PROBLEM STATEMENT —
All entries are to be given again verbatim.

ENTRIES —
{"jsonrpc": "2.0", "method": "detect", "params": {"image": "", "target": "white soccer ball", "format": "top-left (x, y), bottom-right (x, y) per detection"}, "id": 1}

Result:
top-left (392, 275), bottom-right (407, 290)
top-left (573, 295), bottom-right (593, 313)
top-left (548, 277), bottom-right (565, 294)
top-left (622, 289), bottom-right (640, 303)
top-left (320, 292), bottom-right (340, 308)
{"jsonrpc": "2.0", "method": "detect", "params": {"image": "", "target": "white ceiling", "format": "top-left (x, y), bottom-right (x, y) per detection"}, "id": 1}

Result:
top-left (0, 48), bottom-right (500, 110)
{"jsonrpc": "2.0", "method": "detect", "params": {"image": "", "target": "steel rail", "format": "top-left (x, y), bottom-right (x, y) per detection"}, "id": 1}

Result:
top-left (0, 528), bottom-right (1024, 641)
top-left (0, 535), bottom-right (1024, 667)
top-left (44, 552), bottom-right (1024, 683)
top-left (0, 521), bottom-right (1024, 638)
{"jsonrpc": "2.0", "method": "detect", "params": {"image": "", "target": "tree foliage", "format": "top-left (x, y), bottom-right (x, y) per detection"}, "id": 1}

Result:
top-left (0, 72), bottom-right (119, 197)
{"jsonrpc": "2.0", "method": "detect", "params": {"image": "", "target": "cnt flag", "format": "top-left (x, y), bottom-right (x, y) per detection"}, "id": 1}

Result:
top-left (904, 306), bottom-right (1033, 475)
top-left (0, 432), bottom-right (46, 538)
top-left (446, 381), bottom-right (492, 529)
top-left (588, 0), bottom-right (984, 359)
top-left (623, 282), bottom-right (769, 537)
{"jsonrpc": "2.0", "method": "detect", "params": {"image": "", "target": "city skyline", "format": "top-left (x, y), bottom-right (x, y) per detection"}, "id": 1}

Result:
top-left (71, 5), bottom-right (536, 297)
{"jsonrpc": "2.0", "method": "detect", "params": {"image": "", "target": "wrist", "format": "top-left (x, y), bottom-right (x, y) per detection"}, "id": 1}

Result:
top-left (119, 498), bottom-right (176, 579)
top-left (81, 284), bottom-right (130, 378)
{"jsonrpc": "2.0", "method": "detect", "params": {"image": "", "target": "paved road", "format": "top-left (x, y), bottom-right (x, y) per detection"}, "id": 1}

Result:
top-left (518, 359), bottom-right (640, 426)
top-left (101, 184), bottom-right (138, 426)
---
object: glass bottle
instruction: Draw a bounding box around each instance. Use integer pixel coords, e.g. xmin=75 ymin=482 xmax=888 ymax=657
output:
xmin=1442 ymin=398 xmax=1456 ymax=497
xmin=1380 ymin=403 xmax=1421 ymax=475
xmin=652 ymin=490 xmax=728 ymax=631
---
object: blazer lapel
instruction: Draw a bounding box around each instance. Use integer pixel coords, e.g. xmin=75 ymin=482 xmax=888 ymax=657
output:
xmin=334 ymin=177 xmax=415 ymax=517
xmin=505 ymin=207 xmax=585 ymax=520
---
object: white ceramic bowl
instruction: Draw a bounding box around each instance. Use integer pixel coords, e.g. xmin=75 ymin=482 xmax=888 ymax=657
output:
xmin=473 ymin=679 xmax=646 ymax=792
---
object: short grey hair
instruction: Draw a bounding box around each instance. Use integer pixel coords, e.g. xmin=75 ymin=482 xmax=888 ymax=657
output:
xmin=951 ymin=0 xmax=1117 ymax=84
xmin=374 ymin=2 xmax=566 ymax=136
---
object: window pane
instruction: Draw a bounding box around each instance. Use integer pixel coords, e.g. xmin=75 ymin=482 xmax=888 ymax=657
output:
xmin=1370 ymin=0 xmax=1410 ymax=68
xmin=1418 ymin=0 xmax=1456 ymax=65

EXPECTED ANSWER —
{"jsonrpc": "2.0", "method": "detect", "params": {"image": "", "target": "white soccer ball", "format": "top-left (x, y), bottom-right (x, y) per detection"}, "id": 1}

Result:
top-left (392, 275), bottom-right (407, 290)
top-left (573, 295), bottom-right (593, 313)
top-left (548, 277), bottom-right (565, 294)
top-left (622, 289), bottom-right (640, 303)
top-left (320, 292), bottom-right (340, 308)
{"jsonrpc": "2.0", "method": "detect", "params": {"image": "", "target": "white ceiling", "format": "top-left (x, y), bottom-right (x, y) per detection"}, "id": 1}

Result:
top-left (0, 48), bottom-right (500, 110)
{"jsonrpc": "2.0", "method": "detect", "params": {"image": "", "target": "steel rail", "format": "top-left (x, y), bottom-right (x, y) per detection"}, "id": 1}

Result:
top-left (0, 528), bottom-right (1024, 641)
top-left (0, 535), bottom-right (1024, 667)
top-left (44, 552), bottom-right (1024, 683)
top-left (0, 521), bottom-right (1024, 638)
{"jsonrpc": "2.0", "method": "detect", "params": {"image": "", "target": "tree foliage", "format": "top-left (x, y), bottom-right (x, y) per detection"}, "id": 1}

Result:
top-left (0, 72), bottom-right (119, 197)
{"jsonrpc": "2.0", "method": "detect", "params": {"image": "", "target": "cnt flag", "format": "top-left (x, y), bottom-right (x, y) per detection"}, "id": 1}

Result:
top-left (904, 306), bottom-right (1033, 475)
top-left (0, 432), bottom-right (46, 538)
top-left (446, 381), bottom-right (492, 529)
top-left (588, 0), bottom-right (984, 359)
top-left (623, 282), bottom-right (769, 537)
{"jsonrpc": "2.0", "method": "detect", "params": {"image": "", "target": "city skyline", "format": "top-left (x, y), bottom-right (x, y) per detection"}, "id": 1}

Result:
top-left (71, 5), bottom-right (536, 297)
{"jsonrpc": "2.0", "method": "detect", "params": {"image": "", "target": "wrist", "format": "top-left (x, y), bottom-right (x, y) per detection"}, "id": 1}

Result:
top-left (119, 498), bottom-right (176, 579)
top-left (81, 284), bottom-right (130, 378)
{"jsonrpc": "2.0", "method": "detect", "params": {"image": "", "target": "paved road", "format": "top-left (x, y), bottom-right (x, y) per detection"}, "id": 1}

Result:
top-left (518, 359), bottom-right (640, 426)
top-left (101, 184), bottom-right (138, 426)
---
object: glass bottle
instruction: Draw a bounding box around each instance. Use integer pixel coords, e.g. xmin=75 ymin=482 xmax=888 ymax=657
output:
xmin=1442 ymin=398 xmax=1456 ymax=497
xmin=1380 ymin=403 xmax=1421 ymax=475
xmin=652 ymin=490 xmax=728 ymax=631
---
object: blazer lapel
instruction: Draw a bounding box around each instance. Use integer pixel coords, e.g. xmin=75 ymin=482 xmax=888 ymax=657
output:
xmin=334 ymin=177 xmax=415 ymax=517
xmin=505 ymin=207 xmax=585 ymax=520
---
object: white ceramic bowl
instruction: Draw a bounding box around each instance. Use integer pixel coords, e.g. xmin=75 ymin=482 xmax=888 ymax=657
output:
xmin=473 ymin=679 xmax=646 ymax=792
---
object: short grey hair
instruction: Draw a bounding box around each instance. Use integer pixel coords, e.g. xmin=75 ymin=482 xmax=888 ymax=657
output:
xmin=951 ymin=0 xmax=1117 ymax=84
xmin=374 ymin=2 xmax=566 ymax=136
---
object: window pane
instruction: Draw a bounding box around each instance. Use integer pixel coords, e.g. xmin=75 ymin=482 xmax=888 ymax=657
output:
xmin=1370 ymin=0 xmax=1410 ymax=68
xmin=1418 ymin=0 xmax=1456 ymax=65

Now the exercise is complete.